* [Requirements]
Reproduce the lines below with "Segment each instance." swapped for "Outline each instance." wherever it occurs and everything else unchanged. Leave the pictures out of your answer.

# Start of Dataset rows

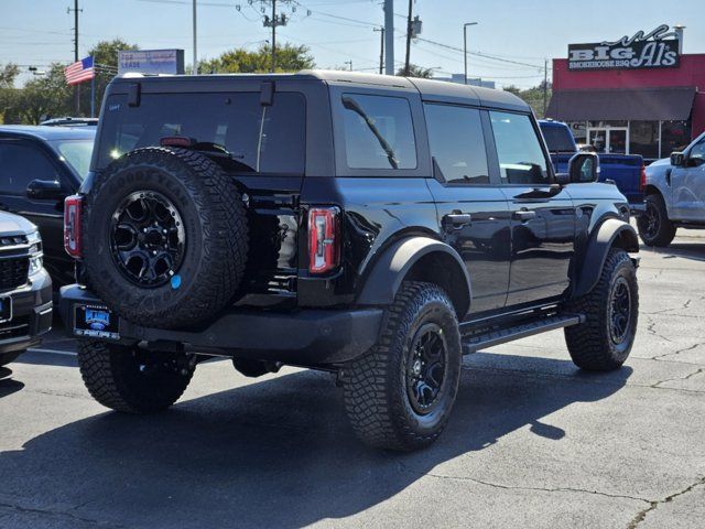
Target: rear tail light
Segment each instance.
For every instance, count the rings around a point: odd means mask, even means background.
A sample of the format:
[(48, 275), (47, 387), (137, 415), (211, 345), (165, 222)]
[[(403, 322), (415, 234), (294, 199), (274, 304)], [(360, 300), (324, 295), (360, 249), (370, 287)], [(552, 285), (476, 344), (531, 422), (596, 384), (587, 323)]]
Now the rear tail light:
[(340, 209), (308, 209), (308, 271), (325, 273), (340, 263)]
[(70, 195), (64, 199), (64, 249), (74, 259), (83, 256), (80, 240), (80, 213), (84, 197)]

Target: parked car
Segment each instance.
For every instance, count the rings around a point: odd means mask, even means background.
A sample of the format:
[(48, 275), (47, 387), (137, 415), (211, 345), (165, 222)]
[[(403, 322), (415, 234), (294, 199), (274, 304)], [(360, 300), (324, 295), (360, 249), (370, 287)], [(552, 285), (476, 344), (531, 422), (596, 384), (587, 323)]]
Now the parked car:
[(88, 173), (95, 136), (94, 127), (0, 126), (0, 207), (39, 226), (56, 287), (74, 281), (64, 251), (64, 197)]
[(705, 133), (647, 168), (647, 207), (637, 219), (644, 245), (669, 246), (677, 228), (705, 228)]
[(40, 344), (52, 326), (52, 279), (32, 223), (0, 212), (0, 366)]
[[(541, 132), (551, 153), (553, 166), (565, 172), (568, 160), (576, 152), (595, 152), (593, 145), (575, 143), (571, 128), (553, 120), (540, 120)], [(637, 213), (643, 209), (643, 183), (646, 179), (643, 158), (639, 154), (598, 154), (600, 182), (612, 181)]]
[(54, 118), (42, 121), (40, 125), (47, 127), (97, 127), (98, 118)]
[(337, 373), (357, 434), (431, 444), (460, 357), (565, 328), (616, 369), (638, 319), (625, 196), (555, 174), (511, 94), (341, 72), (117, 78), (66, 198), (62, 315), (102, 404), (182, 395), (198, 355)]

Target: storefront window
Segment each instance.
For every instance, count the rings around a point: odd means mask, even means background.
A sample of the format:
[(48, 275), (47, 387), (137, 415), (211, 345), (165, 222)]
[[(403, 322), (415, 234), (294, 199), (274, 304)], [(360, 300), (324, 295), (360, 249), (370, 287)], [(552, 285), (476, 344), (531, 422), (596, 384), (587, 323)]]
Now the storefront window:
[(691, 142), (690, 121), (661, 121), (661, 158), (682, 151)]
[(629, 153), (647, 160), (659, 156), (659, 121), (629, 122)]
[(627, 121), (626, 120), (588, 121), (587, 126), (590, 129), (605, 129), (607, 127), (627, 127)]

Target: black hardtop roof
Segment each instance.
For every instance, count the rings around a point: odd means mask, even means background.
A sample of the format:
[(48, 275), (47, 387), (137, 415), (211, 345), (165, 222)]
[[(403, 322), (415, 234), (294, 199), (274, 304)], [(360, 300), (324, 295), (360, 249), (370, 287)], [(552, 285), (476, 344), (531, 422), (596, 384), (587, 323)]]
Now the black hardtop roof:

# End of Dataset rows

* [Expected answer]
Target: rear tail light
Outline each instance.
For every instance, count the rings around a point: odd means mask, even means background.
A sample of the format:
[(48, 275), (47, 387), (137, 415), (211, 345), (165, 222)]
[[(403, 322), (415, 234), (294, 199), (274, 304)], [(360, 300), (324, 295), (360, 249), (370, 287)], [(552, 285), (476, 344), (531, 422), (596, 384), (587, 323)]]
Now the rear tail light:
[(340, 209), (308, 209), (308, 271), (325, 273), (340, 263)]
[(70, 195), (64, 199), (64, 249), (74, 259), (83, 256), (80, 240), (80, 213), (84, 197)]

Target: parked car
Outline each instance.
For every instance, count the rings around a point: odd means mask, even means background.
A sample of the format:
[(48, 275), (47, 387), (137, 415), (211, 345), (165, 222)]
[[(403, 322), (415, 234), (294, 199), (274, 304)], [(360, 300), (324, 295), (360, 249), (370, 287)], [(552, 285), (476, 344), (531, 422), (596, 384), (587, 323)]]
Now the parked car:
[(88, 173), (95, 136), (94, 127), (0, 126), (0, 207), (39, 226), (56, 287), (74, 281), (64, 251), (64, 197)]
[(705, 133), (647, 168), (647, 207), (637, 219), (644, 245), (669, 246), (677, 228), (705, 228)]
[(40, 344), (52, 326), (52, 279), (32, 223), (0, 212), (0, 366)]
[[(541, 132), (551, 153), (553, 166), (565, 172), (568, 160), (576, 152), (595, 152), (593, 145), (575, 143), (571, 128), (553, 120), (540, 120)], [(637, 213), (643, 209), (643, 183), (646, 179), (643, 158), (639, 154), (598, 154), (600, 182), (612, 181)]]
[(54, 118), (42, 121), (40, 125), (47, 127), (97, 127), (98, 118)]
[(337, 373), (357, 434), (431, 444), (460, 357), (565, 328), (616, 369), (638, 319), (625, 196), (555, 174), (511, 94), (341, 72), (117, 78), (66, 198), (62, 315), (102, 404), (182, 395), (198, 355)]

Target: storefront window
Outline each instance.
For every instance, count the rings around a point: odd means mask, even means background.
A sample of the format:
[(48, 275), (47, 387), (137, 415), (211, 345), (165, 222)]
[[(403, 322), (415, 234), (294, 199), (274, 304)], [(360, 300), (324, 295), (360, 249), (370, 287)], [(552, 285), (476, 344), (531, 422), (596, 384), (587, 323)]]
Now the storefront window:
[(691, 142), (690, 121), (661, 121), (661, 158), (682, 151)]
[(629, 153), (647, 160), (659, 156), (659, 121), (629, 122)]
[(627, 121), (626, 120), (588, 121), (587, 126), (590, 129), (605, 129), (607, 127), (627, 127)]

Target: black hardtop roof
Outline each instance.
For every instance, count the rings around a point: odd means mask, even means background.
A sample of the format:
[(48, 275), (47, 387), (137, 415), (211, 345), (165, 222)]
[[(403, 322), (415, 234), (294, 199), (274, 304)], [(360, 300), (324, 295), (360, 249), (370, 287)], [(552, 285), (476, 344), (531, 422), (596, 384), (587, 323)]]
Now the black hardtop roof:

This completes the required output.